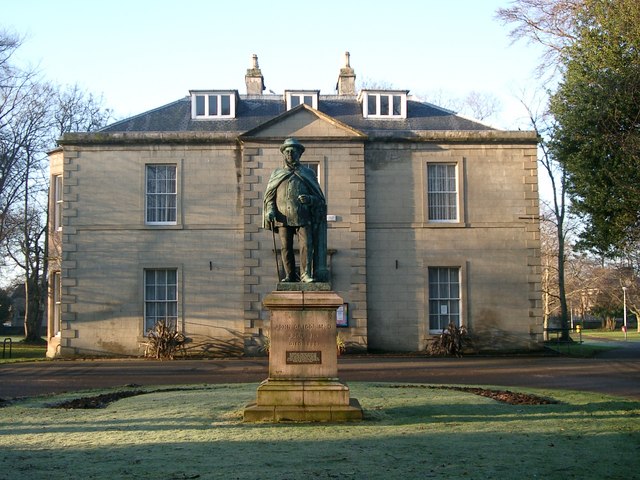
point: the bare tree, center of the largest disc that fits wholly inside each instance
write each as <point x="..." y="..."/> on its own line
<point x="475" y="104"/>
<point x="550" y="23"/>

============================================================

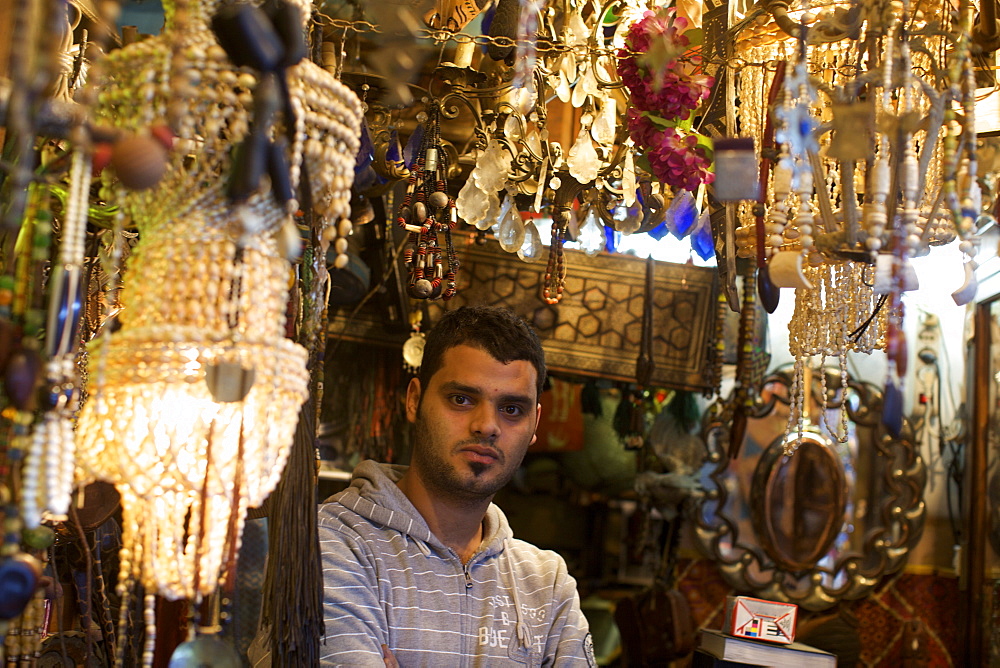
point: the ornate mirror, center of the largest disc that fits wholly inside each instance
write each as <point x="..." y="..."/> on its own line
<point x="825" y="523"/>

============================================================

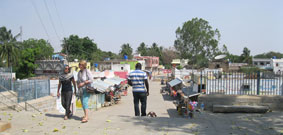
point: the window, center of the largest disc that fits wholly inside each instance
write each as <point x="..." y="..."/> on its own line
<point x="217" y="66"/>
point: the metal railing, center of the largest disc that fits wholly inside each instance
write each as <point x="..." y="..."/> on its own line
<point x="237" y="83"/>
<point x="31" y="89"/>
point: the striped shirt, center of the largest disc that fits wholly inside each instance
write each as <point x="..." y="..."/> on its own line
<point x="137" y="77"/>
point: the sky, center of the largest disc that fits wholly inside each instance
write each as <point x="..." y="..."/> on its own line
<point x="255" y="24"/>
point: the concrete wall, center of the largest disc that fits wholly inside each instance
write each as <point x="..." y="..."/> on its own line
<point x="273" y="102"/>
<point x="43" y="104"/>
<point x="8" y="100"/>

============================================================

> [Activity]:
Among the lines above, return each one holding the string "center".

> [Your solution]:
point: the bare tree, center of the largest disc that fits wholly inside each instance
point: the ornate mirror, center of the largest disc that fits wholly inside each instance
point: the window, center of the largest disc that fits wholly inside each instance
point: the metal railing, center of the largest disc that fits wholly inside each instance
point: the striped shirt, center of the largest disc that fits wholly inside each instance
point: the sky, center of the largest disc that fits wholly inside each instance
point: the concrete wall, center of the largest disc that fits wholly inside each instance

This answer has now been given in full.